## EXERCISE PASSAGE

Thomas Edison

By Harold Frost

Biography magazine, 1999

Thomas Edison emerged from his laboratory in 1877 and announced his newest invention to the world – a machine that could talk.

The world was dubious. A Yale professor said that the idea of a “phonograph” was ridiculous. A scientist in Europe dismissed the machine as a trick involving a ventriloquist. Women fainted when the device was demonstrated in Washington, D.C.; perhaps members of the audience peered behind the curtain, trying to spot that ventriloquist.

People in 1877 were still getting accustomed to technological miracles. Folks needed a few months to accept the talking machine, but eventually it proved itself, and the inventor became an American hero.

So….what new work of genius, people asked, would be wrought by this Edison fellow? The answer: He would bring forth an incandescent lightbulb and an elegant system to make the bulb shine. He would create the electrical grid, foundation of the modern world.

## SET OF TASKS
A. In the Edison article, where was the talking machine being demonstrated when women fainted?
B. Quote the Edison article word for word, everything from "By Harold Frost" down to "an American hero.".

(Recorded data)
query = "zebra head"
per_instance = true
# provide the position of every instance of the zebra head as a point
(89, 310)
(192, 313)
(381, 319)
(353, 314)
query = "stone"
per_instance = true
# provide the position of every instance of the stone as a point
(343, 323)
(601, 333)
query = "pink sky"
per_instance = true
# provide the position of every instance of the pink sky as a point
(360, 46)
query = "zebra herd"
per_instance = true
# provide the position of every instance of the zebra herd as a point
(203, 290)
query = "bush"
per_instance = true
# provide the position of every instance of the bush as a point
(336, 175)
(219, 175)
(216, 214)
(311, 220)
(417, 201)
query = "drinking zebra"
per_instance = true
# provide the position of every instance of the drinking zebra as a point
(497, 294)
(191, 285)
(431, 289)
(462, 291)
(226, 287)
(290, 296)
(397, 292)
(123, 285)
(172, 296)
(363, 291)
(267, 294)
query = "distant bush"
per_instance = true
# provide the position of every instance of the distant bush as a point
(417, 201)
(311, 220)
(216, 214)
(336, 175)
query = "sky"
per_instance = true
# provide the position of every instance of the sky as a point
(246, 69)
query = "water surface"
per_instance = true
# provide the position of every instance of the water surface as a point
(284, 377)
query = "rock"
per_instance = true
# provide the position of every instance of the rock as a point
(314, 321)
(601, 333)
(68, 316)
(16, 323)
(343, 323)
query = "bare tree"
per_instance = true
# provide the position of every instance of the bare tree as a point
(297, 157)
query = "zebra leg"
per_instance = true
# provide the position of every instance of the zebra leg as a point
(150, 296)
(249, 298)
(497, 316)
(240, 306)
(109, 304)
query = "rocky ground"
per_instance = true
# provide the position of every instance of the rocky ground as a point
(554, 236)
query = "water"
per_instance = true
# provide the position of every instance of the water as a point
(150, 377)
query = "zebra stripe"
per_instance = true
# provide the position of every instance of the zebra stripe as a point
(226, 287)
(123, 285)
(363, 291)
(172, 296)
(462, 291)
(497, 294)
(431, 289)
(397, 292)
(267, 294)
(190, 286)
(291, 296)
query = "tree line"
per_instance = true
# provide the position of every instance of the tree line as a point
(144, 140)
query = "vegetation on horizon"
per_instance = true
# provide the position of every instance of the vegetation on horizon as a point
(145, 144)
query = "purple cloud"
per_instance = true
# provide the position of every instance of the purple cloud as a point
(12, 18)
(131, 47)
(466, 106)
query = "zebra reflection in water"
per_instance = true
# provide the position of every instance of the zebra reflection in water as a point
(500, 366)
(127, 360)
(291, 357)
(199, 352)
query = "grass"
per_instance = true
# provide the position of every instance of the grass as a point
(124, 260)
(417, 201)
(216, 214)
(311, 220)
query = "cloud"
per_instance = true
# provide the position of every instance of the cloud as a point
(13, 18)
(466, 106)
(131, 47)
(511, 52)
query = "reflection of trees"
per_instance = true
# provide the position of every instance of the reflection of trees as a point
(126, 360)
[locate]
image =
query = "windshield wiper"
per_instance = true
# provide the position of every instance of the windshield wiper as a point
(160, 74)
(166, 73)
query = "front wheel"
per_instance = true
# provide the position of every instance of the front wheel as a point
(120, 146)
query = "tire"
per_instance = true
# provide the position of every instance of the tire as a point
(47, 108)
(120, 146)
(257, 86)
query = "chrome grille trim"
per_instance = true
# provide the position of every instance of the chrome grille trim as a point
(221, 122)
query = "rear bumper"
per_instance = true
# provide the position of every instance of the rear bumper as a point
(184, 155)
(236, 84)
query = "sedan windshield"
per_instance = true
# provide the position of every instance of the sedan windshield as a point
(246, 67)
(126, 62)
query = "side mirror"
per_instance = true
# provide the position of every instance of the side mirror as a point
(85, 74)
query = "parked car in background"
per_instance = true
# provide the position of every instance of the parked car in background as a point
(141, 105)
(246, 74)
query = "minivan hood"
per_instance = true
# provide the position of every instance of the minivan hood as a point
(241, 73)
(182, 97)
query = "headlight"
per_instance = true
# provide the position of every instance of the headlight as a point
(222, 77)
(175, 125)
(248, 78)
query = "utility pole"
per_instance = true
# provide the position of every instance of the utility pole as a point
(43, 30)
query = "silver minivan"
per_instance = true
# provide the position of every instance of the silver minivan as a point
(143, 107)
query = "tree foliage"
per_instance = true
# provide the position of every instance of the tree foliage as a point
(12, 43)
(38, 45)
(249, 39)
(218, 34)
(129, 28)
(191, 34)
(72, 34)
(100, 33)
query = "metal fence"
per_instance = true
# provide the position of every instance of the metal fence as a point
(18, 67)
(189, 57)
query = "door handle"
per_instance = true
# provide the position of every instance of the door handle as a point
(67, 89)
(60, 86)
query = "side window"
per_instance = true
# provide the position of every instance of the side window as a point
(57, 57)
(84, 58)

## ANSWERS BY ITEM NUMBER
A. Washington, D.C.

B.
By Harold Frost

Biography magazine, 1999

Thomas Edison emerged from his laboratory in 1877 and announced his newest invention to the world – a machine that could talk.

The world was dubious. A Yale professor said that the idea of a “phonograph” was ridiculous. A scientist in Europe dismissed the machine as a trick involving a ventriloquist. Women fainted when the device was demonstrated in Washington, D.C.; perhaps members of the audience peered behind the curtain, trying to spot that ventriloquist.

People in 1877 were still getting accustomed to technological miracles. Folks needed a few months to accept the talking machine, but eventually it proved itself, and the inventor became an American hero.